▸ **STATED GOAL**: Transcribe every line exactly. Leave the pictures behind.

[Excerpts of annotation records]
_ _ _ _

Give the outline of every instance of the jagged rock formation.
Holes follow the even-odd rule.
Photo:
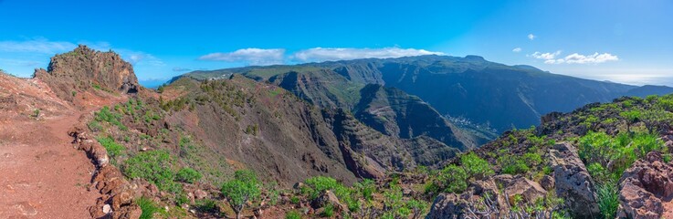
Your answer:
[[[653,151],[636,162],[619,180],[620,218],[668,218],[673,198],[673,165]],[[666,206],[664,206],[666,205]],[[665,210],[667,210],[665,214]]]
[[[45,69],[36,69],[35,78],[48,84],[61,99],[73,101],[78,92],[100,89],[136,93],[138,78],[130,63],[114,52],[100,52],[80,45],[75,50],[51,57]]]
[[[238,103],[225,98],[234,90]],[[184,127],[220,156],[282,184],[310,175],[345,182],[382,178],[389,171],[434,166],[458,152],[426,136],[382,134],[346,110],[314,108],[278,87],[240,76],[207,82],[185,78],[163,93],[181,93],[180,99],[195,103],[191,112],[169,116],[169,126]],[[249,127],[257,127],[255,133],[246,132]]]
[[[512,206],[532,203],[545,195],[547,191],[540,184],[524,177],[496,175],[473,182],[460,194],[440,193],[426,218],[528,218],[530,213],[513,211]],[[542,214],[551,214],[550,212]]]
[[[574,146],[567,142],[559,143],[549,153],[556,194],[566,201],[573,215],[578,218],[600,215],[594,181]]]
[[[461,151],[486,141],[471,138],[427,103],[400,89],[369,84],[360,93],[362,98],[353,108],[355,117],[386,135],[402,139],[426,135]]]

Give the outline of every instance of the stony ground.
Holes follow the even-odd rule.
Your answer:
[[[79,110],[39,80],[0,75],[0,215],[89,217],[100,196],[89,188],[95,167],[68,130],[112,100],[89,99],[90,110]]]

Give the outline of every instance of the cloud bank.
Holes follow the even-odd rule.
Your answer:
[[[387,58],[401,57],[415,57],[423,55],[444,55],[441,52],[432,52],[425,49],[384,47],[384,48],[348,48],[348,47],[314,47],[300,50],[292,55],[292,59],[310,61],[336,61],[358,58]]]
[[[352,48],[352,47],[314,47],[300,50],[290,55],[285,54],[282,48],[242,48],[234,52],[211,53],[200,57],[200,60],[242,62],[253,66],[268,66],[287,64],[291,62],[321,62],[351,60],[358,58],[387,58],[401,57],[415,57],[423,55],[444,55],[416,48],[383,47],[383,48]]]
[[[15,53],[57,54],[77,47],[70,42],[54,42],[46,38],[35,38],[26,41],[0,41],[0,51]]]
[[[619,57],[610,53],[594,53],[592,55],[581,55],[573,53],[564,57],[556,58],[561,55],[561,50],[553,53],[540,53],[535,52],[530,57],[543,59],[545,64],[600,64],[608,61],[618,61]]]
[[[211,53],[199,57],[200,60],[243,62],[253,66],[283,64],[285,49],[282,48],[242,48],[228,53]]]

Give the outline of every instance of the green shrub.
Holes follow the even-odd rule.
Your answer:
[[[96,141],[108,151],[108,154],[112,158],[119,156],[126,150],[124,146],[115,142],[110,137],[98,137]]]
[[[310,199],[317,198],[322,192],[327,190],[331,191],[337,196],[342,199],[348,195],[347,188],[342,183],[339,183],[335,179],[327,176],[315,176],[309,178],[305,181],[307,186],[312,191],[310,192],[309,197]]]
[[[142,178],[162,191],[178,192],[174,159],[165,151],[141,152],[126,161],[121,170],[129,178]]]
[[[103,127],[96,120],[89,121],[87,123],[87,127],[89,127],[89,130],[91,131],[100,131],[103,130]]]
[[[141,210],[142,210],[140,217],[141,219],[154,218],[154,214],[161,211],[159,206],[154,202],[144,196],[136,200],[136,203],[138,203],[138,206],[141,207]]]
[[[196,200],[194,205],[197,211],[202,213],[216,213],[218,210],[217,202],[212,199]]]
[[[181,193],[177,196],[175,196],[175,204],[177,204],[178,206],[182,206],[185,203],[189,203],[189,197],[187,197],[187,195],[185,195],[184,193]]]
[[[482,179],[494,174],[493,169],[489,162],[475,154],[469,152],[460,157],[460,164],[465,169],[469,178]]]
[[[285,219],[301,219],[301,214],[297,211],[289,211],[285,214]]]
[[[201,173],[189,167],[180,169],[180,171],[175,174],[176,180],[187,183],[194,183],[196,181],[201,180],[202,177],[204,176]]]
[[[297,196],[290,197],[289,198],[289,203],[294,203],[294,204],[299,204],[300,203],[300,197],[297,197]]]
[[[465,169],[451,164],[439,172],[436,186],[446,193],[462,193],[468,188],[468,178]]]
[[[322,209],[322,214],[321,214],[323,217],[331,217],[334,215],[334,205],[331,203],[328,203],[325,205],[325,208]]]
[[[596,198],[598,209],[601,210],[603,218],[612,219],[616,216],[619,208],[619,189],[614,182],[599,183],[596,186]]]
[[[373,193],[376,191],[376,184],[373,180],[364,179],[362,182],[356,182],[352,186],[358,193],[362,194],[365,201],[373,199]]]
[[[121,120],[121,114],[110,111],[110,108],[103,107],[100,111],[94,113],[94,120],[97,121],[107,121],[120,128],[121,130],[128,130],[129,128],[120,121]]]
[[[248,202],[258,199],[261,193],[255,173],[251,171],[237,171],[235,179],[226,182],[222,185],[222,194],[240,218],[241,211]]]
[[[618,179],[619,174],[636,160],[653,151],[663,151],[665,147],[657,135],[648,133],[622,133],[616,137],[604,132],[589,132],[579,139],[579,155],[584,163],[611,169],[603,171],[603,180]],[[594,164],[597,163],[597,164]]]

_ _ _ _

▸ **ANSWER IN FULL**:
Give the outline of every instance of the jagged rock formation.
Holes follow the even-odd rule.
Photo:
Your answer:
[[[653,151],[636,162],[619,180],[620,218],[668,218],[673,198],[673,165]],[[666,206],[664,206],[666,205]],[[665,210],[667,210],[665,214]]]
[[[45,69],[36,69],[35,78],[48,84],[61,99],[73,101],[78,92],[100,89],[136,93],[138,78],[130,63],[114,52],[100,52],[80,45],[75,50],[51,57]]]
[[[238,103],[225,98],[234,90]],[[184,127],[220,156],[282,184],[310,175],[345,182],[382,178],[389,171],[434,166],[458,152],[426,136],[382,134],[346,110],[314,108],[278,87],[240,76],[207,82],[185,78],[163,93],[181,93],[180,99],[195,103],[191,112],[169,116],[169,126]],[[249,127],[257,127],[255,133],[246,132]]]
[[[512,206],[532,203],[545,195],[547,191],[540,184],[524,177],[496,175],[473,182],[460,194],[440,193],[426,218],[528,218],[530,213],[513,211]],[[542,214],[551,214],[550,212]]]
[[[574,146],[567,142],[559,143],[549,153],[556,194],[566,201],[573,215],[578,218],[600,215],[594,181]]]
[[[461,151],[486,141],[471,138],[427,103],[400,89],[369,84],[360,93],[362,98],[353,108],[355,117],[386,135],[402,139],[426,135]]]

Give the outline of every instance of the stony ground.
Holes follow the even-odd rule.
Your answer:
[[[79,110],[39,80],[0,75],[0,215],[89,217],[100,196],[89,188],[95,167],[68,130],[112,100],[89,99],[90,110]]]

Give the outline of every instance of the cloud bank.
Holes follow the even-odd rule.
Your answer:
[[[387,58],[401,57],[415,57],[423,55],[444,55],[441,52],[432,52],[425,49],[384,47],[384,48],[348,48],[348,47],[314,47],[300,50],[292,55],[292,59],[310,61],[336,61],[358,58]]]
[[[352,48],[352,47],[314,47],[300,50],[290,55],[285,54],[282,48],[242,48],[234,52],[211,53],[200,57],[200,60],[242,62],[253,66],[268,66],[287,64],[291,62],[321,62],[351,60],[358,58],[387,58],[401,57],[415,57],[423,55],[444,55],[416,48],[383,47],[383,48]]]
[[[15,53],[57,54],[77,47],[70,42],[54,42],[46,38],[35,38],[26,41],[0,41],[0,51]]]
[[[619,57],[610,53],[594,53],[592,55],[581,55],[573,53],[564,57],[556,58],[561,55],[561,50],[553,53],[540,53],[535,52],[530,57],[543,59],[545,64],[600,64],[608,61],[618,61]]]
[[[211,53],[199,57],[200,60],[243,62],[253,66],[283,64],[285,49],[282,48],[242,48],[228,53]]]

Give the outline of every instance of the green shrub.
Holes follow the even-odd rule.
Your answer:
[[[96,141],[108,151],[108,154],[112,158],[119,156],[126,150],[124,146],[115,142],[110,137],[98,137]]]
[[[310,199],[317,198],[322,192],[327,190],[331,191],[337,196],[342,199],[348,195],[347,188],[342,183],[339,183],[335,179],[327,176],[315,176],[309,178],[305,181],[307,186],[312,191],[310,192],[309,197]]]
[[[142,178],[162,191],[178,192],[174,159],[165,151],[141,152],[126,161],[121,170],[129,178]]]
[[[103,127],[96,120],[89,121],[87,123],[87,127],[89,127],[89,130],[91,131],[100,131],[103,130]]]
[[[141,210],[142,210],[140,217],[141,219],[154,218],[154,214],[161,211],[159,206],[154,202],[144,196],[136,200],[136,203],[138,203],[138,206],[141,207]]]
[[[196,200],[194,205],[197,211],[202,213],[216,213],[218,210],[217,202],[212,199]]]
[[[181,193],[177,196],[175,196],[175,204],[177,204],[178,206],[182,206],[185,203],[189,203],[189,197],[187,197],[187,195],[185,195],[184,193]]]
[[[482,179],[494,174],[493,169],[489,162],[475,154],[469,152],[460,157],[460,164],[465,169],[469,178]]]
[[[285,219],[301,219],[301,214],[297,211],[289,211],[285,214]]]
[[[201,173],[189,167],[180,169],[180,171],[175,174],[176,180],[187,183],[194,183],[196,181],[201,180],[202,177],[204,176]]]
[[[297,196],[290,197],[289,198],[289,203],[294,203],[294,204],[299,204],[300,203],[300,197],[297,197]]]
[[[465,169],[451,164],[439,172],[436,186],[446,193],[462,193],[468,188],[468,178]]]
[[[322,209],[322,214],[321,214],[323,217],[331,217],[334,215],[334,205],[331,203],[328,203],[325,205],[325,208]]]
[[[596,198],[598,209],[601,210],[603,218],[612,219],[616,216],[619,208],[619,189],[614,182],[599,183],[596,186]]]
[[[373,193],[376,191],[376,184],[373,180],[364,179],[362,182],[356,182],[352,186],[358,193],[362,194],[365,201],[373,199]]]
[[[121,120],[121,114],[110,111],[110,108],[103,107],[100,111],[94,113],[94,120],[97,121],[107,121],[120,128],[121,130],[128,130],[129,128],[120,121]]]
[[[248,202],[258,199],[261,193],[255,173],[251,171],[237,171],[235,179],[226,182],[222,185],[222,194],[240,218],[241,211]]]
[[[618,179],[619,174],[636,160],[653,151],[663,151],[665,147],[657,135],[648,133],[622,133],[616,137],[604,132],[589,132],[579,139],[579,155],[584,163],[611,169],[603,171],[603,180]],[[594,164],[597,163],[597,164]]]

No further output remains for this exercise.